文本片段 —

────────────────────────────────────────

超然学校每年祝圣,例有新式对联,贴于门口,而今年所制,尤为高超。今敬谨录呈,乞昭
示内地,以愧意欲打倒帝国主义者:
乾 男校门联
  本鲁史,作《春秋》,罪齐田恒,〔4〕地义天经,打倒贼子乱臣,免得赤化宣传,讨
父仇孝,共产公妻,破坏纲常伦纪。
  堕三都,出藏甲,〔5〕诛少正卯,〔6〕风行雷厉,铲除贪官悍吏,训练青年德育,
修身齐家,爱亲敬长,挽回世道人心。
坤 女校门联
  母凭子贵,妻藉夫荣,方今祝圣诚心,正宜遵懔三从,岂可开口自由,埋口自由,一味
误会自由,趋附潮流成水性。
  男禀乾刚,女占坤顺,〔7〕此际尊孔主义,切勿反违四德,动说有乜所谓,秤乜所谓
,至则不知所谓,随同社会出风头。

────────────────────────────────────────

点位标注记录:
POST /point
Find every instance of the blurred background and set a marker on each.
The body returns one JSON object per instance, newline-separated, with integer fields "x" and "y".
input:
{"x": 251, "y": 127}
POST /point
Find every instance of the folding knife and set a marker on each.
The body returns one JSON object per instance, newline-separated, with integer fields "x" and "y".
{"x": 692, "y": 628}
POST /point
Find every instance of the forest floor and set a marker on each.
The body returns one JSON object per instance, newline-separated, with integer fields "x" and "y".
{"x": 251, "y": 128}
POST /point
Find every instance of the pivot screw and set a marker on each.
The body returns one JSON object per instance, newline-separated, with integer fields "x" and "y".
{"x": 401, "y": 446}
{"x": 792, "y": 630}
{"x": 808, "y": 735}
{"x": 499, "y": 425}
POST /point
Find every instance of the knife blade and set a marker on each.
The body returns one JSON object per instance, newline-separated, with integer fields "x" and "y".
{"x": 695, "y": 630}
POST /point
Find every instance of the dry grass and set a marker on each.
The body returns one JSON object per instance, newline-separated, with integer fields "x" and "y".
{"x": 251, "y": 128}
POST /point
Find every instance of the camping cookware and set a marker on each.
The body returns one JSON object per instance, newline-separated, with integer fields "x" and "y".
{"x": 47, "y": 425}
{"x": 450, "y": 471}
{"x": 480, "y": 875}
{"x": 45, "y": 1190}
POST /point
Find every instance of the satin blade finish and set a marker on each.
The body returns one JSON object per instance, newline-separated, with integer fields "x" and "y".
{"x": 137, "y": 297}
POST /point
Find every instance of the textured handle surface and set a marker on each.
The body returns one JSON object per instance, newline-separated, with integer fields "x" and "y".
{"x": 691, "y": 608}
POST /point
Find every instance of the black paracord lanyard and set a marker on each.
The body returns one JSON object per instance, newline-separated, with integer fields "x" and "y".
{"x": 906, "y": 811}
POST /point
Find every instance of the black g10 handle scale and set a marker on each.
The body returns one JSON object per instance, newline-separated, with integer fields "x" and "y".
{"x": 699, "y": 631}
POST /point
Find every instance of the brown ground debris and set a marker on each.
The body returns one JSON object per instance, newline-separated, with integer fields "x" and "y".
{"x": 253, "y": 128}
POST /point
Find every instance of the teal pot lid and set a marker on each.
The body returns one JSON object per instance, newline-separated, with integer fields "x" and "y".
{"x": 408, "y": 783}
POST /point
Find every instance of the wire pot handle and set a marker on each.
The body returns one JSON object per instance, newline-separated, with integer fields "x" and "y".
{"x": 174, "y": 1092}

────────────────────────────────────────

任务要求 —
请从超然学校祝圣对联的文本中抄写一段，起于“超然学校每年祝圣,例有新式对联,贴于门口,而今年所制,尤为高超。今敬谨录呈,乞昭”，止于“误会自由,趋附潮流成水性。”，并包括这一处。所抄字句须与原文一致，不作改动。

练习作答 —
超然学校每年祝圣,例有新式对联,贴于门口,而今年所制,尤为高超。今敬谨录呈,乞昭
示内地,以愧意欲打倒帝国主义者:
乾 男校门联
  本鲁史,作《春秋》,罪齐田恒,〔4〕地义天经,打倒贼子乱臣,免得赤化宣传,讨
父仇孝,共产公妻,破坏纲常伦纪。
  堕三都,出藏甲,〔5〕诛少正卯,〔6〕风行雷厉,铲除贪官悍吏,训练青年德育,
修身齐家,爱亲敬长,挽回世道人心。
坤 女校门联
  母凭子贵,妻藉夫荣,方今祝圣诚心,正宜遵懔三从,岂可开口自由,埋口自由,一味
误会自由,趋附潮流成水性。